Mungo’s Hi Fi continue their musical invasion. They employ again a host of talented reggae voices to deliver an explosive Rastafari dancefloor blend in the unique Mungo’s tradition. Everything is set up with the sole purpose to keep you up and dancing! Sound, words and power!
Freegan Kolektiva wants to bring Mungo’s Hi Fi -the rastafari dancefloor powerhouse- to your attention. Listen to this ultra-heavy bass loaded dancehall/reggae set and get up dancing! The Mungo’s sound is more fluid than ever, their style even more refined! Plus some consciousness! Rise up!

» **WORK REQUEST**: Please continue the Mungo's Hi Fi text above, picking up after its last sentence.

» **ENTRIES PROVIDED**:
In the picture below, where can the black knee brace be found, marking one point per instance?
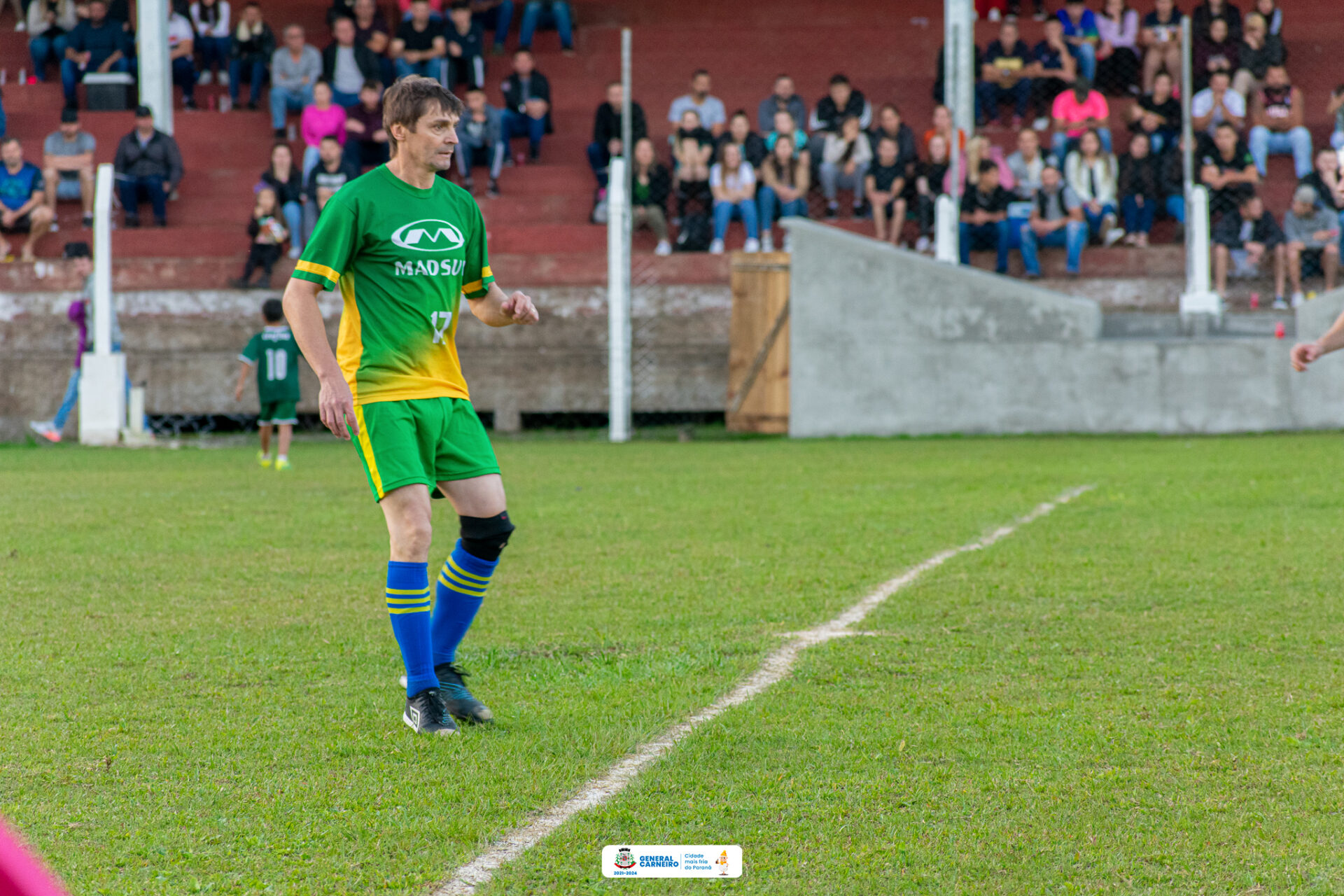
(486, 536)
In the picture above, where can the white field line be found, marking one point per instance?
(773, 669)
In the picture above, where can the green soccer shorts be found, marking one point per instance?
(422, 440)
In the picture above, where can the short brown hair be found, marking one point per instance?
(410, 99)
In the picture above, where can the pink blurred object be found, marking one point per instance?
(20, 874)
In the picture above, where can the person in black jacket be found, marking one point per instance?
(527, 104)
(606, 131)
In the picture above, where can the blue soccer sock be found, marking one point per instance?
(407, 605)
(461, 589)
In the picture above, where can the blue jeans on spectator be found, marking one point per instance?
(992, 235)
(536, 14)
(743, 211)
(1073, 237)
(284, 99)
(1296, 141)
(43, 49)
(71, 76)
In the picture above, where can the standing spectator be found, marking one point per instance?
(710, 109)
(1117, 57)
(1161, 41)
(552, 14)
(480, 141)
(984, 216)
(1003, 76)
(67, 166)
(1092, 171)
(1242, 238)
(366, 139)
(787, 178)
(323, 118)
(23, 209)
(1081, 35)
(1158, 115)
(783, 99)
(210, 19)
(1315, 232)
(420, 48)
(148, 162)
(844, 162)
(606, 131)
(840, 102)
(1057, 219)
(650, 187)
(1075, 112)
(293, 71)
(527, 104)
(49, 23)
(1277, 113)
(252, 48)
(733, 184)
(97, 45)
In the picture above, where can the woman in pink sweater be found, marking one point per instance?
(320, 120)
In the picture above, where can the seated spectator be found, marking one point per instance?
(480, 141)
(1081, 35)
(465, 48)
(785, 178)
(1003, 78)
(23, 209)
(984, 216)
(885, 187)
(293, 71)
(268, 232)
(1077, 112)
(366, 139)
(1228, 172)
(347, 66)
(844, 162)
(708, 109)
(1117, 54)
(650, 187)
(840, 102)
(1057, 219)
(1242, 238)
(1158, 115)
(1092, 171)
(733, 184)
(420, 48)
(49, 26)
(211, 22)
(527, 104)
(783, 99)
(99, 45)
(320, 120)
(553, 14)
(148, 163)
(67, 166)
(249, 54)
(606, 131)
(284, 179)
(1277, 115)
(1160, 39)
(1312, 232)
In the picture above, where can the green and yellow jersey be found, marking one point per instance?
(402, 260)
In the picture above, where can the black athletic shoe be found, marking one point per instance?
(426, 715)
(457, 699)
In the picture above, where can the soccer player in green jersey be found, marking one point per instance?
(403, 246)
(274, 355)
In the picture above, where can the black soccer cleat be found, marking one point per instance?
(457, 699)
(426, 713)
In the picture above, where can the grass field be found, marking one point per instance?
(1140, 694)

» **ANSWER TO THE EXERCISE**:
Mungo’s Hi Fi, from Glasgow, have been one of the most important soundsystems of the last years bringing the edge to contemporary reggae music to fill up the dancefloors. They managed to reap all the push the genre has received from the renewed interest for slower ultra-heavy bass culture (dubstep). Moreover, they managed to craft a unique sound that is immediately recognizable. They are known for their notorious dubstep-infused bass lines that are propelling their resurgent 80’s digital dancehall style and more traditional ska/reggae anthems. Additionally, you can expect to listen to the best reggae singers/deejays around in their releases.
Mungo’s Hi Fi have been playing around for some time so their new album was widely-anticipated. They managed to gather all their recent hits with the addition of some new originals. Well, we can say that it is probably their most complete effort to date, keeping their position at the forefronts of the European dub soundsystems.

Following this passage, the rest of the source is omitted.